» **Aim**
Rewrite the items starting at the beginning of the records and ending at the line that contains "15), (75, 19)]", swapping "overcast sky" for "cloudy sky" and changing nothing else.

Input start

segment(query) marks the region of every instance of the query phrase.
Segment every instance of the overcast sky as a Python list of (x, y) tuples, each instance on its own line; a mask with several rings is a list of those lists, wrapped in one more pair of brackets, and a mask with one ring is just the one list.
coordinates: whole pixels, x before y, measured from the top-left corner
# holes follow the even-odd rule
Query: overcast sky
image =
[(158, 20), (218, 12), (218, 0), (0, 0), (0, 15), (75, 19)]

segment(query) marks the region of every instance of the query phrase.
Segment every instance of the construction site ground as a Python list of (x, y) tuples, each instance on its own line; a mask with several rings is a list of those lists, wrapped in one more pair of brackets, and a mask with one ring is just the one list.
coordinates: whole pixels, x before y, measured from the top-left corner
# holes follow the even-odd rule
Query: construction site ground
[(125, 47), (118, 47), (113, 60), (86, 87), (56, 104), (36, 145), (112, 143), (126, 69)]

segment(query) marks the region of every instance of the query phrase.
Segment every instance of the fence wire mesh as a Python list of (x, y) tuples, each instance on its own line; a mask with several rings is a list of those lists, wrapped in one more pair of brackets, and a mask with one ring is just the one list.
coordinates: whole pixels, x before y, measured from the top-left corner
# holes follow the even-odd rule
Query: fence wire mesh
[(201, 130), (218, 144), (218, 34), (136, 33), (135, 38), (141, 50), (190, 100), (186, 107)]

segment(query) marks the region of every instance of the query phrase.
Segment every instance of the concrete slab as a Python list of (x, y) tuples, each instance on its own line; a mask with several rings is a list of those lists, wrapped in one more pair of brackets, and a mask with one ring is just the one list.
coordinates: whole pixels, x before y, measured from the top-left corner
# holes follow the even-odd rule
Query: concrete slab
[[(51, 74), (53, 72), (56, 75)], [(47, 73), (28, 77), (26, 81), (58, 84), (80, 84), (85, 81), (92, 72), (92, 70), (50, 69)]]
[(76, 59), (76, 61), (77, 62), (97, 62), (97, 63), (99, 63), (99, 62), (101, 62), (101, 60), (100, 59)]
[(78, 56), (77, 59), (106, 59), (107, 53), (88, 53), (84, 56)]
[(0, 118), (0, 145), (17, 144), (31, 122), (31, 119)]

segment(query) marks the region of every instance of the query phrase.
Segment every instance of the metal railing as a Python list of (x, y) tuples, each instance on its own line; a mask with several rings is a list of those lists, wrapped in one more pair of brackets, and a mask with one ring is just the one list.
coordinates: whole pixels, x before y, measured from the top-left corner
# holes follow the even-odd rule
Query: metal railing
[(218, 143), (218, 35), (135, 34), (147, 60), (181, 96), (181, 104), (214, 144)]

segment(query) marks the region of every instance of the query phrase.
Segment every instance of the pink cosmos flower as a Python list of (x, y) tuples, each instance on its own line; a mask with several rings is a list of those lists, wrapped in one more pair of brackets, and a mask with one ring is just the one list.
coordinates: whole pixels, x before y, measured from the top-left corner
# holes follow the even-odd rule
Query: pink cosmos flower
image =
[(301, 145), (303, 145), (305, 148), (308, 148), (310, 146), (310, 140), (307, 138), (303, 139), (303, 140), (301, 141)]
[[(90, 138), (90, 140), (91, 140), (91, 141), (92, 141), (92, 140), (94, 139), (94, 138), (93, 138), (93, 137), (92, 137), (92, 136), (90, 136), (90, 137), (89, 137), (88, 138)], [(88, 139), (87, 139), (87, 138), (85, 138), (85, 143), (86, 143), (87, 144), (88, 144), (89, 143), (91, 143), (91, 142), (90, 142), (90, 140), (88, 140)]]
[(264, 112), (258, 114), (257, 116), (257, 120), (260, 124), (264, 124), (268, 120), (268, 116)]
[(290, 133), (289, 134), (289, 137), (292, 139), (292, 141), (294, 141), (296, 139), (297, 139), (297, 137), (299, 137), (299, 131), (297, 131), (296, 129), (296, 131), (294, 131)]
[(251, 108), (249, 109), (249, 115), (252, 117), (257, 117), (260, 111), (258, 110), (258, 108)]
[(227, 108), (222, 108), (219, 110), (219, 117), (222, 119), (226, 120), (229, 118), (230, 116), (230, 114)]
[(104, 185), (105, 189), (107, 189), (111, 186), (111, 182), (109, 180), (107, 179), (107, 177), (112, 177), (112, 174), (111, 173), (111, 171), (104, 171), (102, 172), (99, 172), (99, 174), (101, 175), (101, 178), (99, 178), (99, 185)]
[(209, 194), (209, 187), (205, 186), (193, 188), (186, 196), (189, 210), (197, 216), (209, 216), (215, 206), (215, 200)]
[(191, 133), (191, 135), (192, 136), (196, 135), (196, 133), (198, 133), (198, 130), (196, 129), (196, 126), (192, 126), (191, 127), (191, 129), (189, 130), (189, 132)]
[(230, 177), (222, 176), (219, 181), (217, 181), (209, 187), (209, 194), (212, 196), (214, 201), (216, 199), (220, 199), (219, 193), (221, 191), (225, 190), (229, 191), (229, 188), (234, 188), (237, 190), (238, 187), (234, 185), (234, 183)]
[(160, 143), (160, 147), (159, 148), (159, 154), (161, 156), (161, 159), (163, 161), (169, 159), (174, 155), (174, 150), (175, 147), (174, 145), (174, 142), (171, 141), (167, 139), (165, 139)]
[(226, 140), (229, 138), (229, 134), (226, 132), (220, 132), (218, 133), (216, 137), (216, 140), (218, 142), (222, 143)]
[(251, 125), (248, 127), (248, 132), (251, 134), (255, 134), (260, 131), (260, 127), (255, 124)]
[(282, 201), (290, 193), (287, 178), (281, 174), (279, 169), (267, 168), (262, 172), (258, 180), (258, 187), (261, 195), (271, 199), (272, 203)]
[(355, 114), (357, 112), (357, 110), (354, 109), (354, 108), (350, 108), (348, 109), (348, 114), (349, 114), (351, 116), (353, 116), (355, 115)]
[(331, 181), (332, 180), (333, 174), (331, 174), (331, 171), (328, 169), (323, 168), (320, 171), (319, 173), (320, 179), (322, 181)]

Input end

» **Answer to the problem**
segment(query) marks the region of every instance of the query phrase.
Segment every instance of the cloudy sky as a Python list of (x, y) tuples, each instance on its own line; a mask with several rings is a list of those lists, wrapped in one more pair of brackets, and a mask with one ring is just the one list.
coordinates: whole pixels, x before y, measured from the top-left corner
# holes follow the even-odd rule
Query: cloudy sky
image =
[(158, 20), (218, 12), (218, 0), (0, 0), (0, 15), (75, 19)]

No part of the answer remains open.